§ AIM OF THE TASK: Copy out the entire article on the Fremont County jail lawsuit, word for word.

§ STUDY TEXT:
Judge greenlights lawsuit against health care contractor for Fremont County jail death
A medical corporation and its employees may be held liable for the 2020 suicide of a man in custody at the Fremont County Detention Center, after a federal judge declined to dismiss the claims against them.
NatCore Healthcare Industries, Inc. formerly provided health care services to detainees in Fremont County, and its employees were reportedly aware that 47-year-old Clint Long was experiencing mental health struggles and self-harm while at the jail. Long’s son, Gage Long, has alleged NatCore showed deliberate indifference to his father’s serious medical needs, which culminated in Clint Long hanging himself on April 2 of last year.
On Dec. 15, U.S. District Court Judge Christine M. Arguello rejected NatCore’s request to dismiss certain allegations against the company and its employees. Gage Long is seeking a jury trial for his claims as well as monetary damages if he prevails.
Leading up to Clint Long’s death, the lawsuit alleged a long string of red flags that NatCore failed to address. Throughout his incarceration in 2018 and 2019, Long reportedly submitted multiple requests to NatCore staff seeking mental health treatment. On one such occasion, he said he heard “men talking in my head again.”
In August 2019, Fremont County jail employees allegedly tried to contact NatCore after finding Long bleeding from his face, but were unable to immediately reach anyone. Later that month, jail staff also encountered Long vomiting blood in his cell. Their call to NatCore went to voicemail.
On other occasions, NatCore allegedly placed Long on a medical watch, requiring a check on him every thirty minutes. According to the lawsuit, that did not happen in multiple instances. When Long harmed himself by sticking something in his ear, a NatCore employee offered him an ice pack and time alone to “calm down,” rather than provide mental health care.

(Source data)

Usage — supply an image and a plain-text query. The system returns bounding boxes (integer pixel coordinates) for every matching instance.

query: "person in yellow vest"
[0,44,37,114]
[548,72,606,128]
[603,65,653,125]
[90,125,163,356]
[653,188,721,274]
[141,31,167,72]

§ EXPECTED ANSWER:
Judge greenlights lawsuit against health care contractor for Fremont County jail death
A medical corporation and its employees may be held liable for the 2020 suicide of a man in custody at the Fremont County Detention Center, after a federal judge declined to dismiss the claims against them.
NatCore Healthcare Industries, Inc. formerly provided health care services to detainees in Fremont County, and its employees were reportedly aware that 47-year-old Clint Long was experiencing mental health struggles and self-harm while at the jail. Long’s son, Gage Long, has alleged NatCore showed deliberate indifference to his father’s serious medical needs, which culminated in Clint Long hanging himself on April 2 of last year.
On Dec. 15, U.S. District Court Judge Christine M. Arguello rejected NatCore’s request to dismiss certain allegations against the company and its employees. Gage Long is seeking a jury trial for his claims as well as monetary damages if he prevails.
Leading up to Clint Long’s death, the lawsuit alleged a long string of red flags that NatCore failed to address. Throughout his incarceration in 2018 and 2019, Long reportedly submitted multiple requests to NatCore staff seeking mental health treatment. On one such occasion, he said he heard “men talking in my head again.”
In August 2019, Fremont County jail employees allegedly tried to contact NatCore after finding Long bleeding from his face, but were unable to immediately reach anyone. Later that month, jail staff also encountered Long vomiting blood in his cell. Their call to NatCore went to voicemail.
On other occasions, NatCore allegedly placed Long on a medical watch, requiring a check on him every thirty minutes. According to the lawsuit, that did not happen in multiple instances. When Long harmed himself by sticking something in his ear, a NatCore employee offered him an ice pack and time alone to “calm down,” rather than provide mental health care.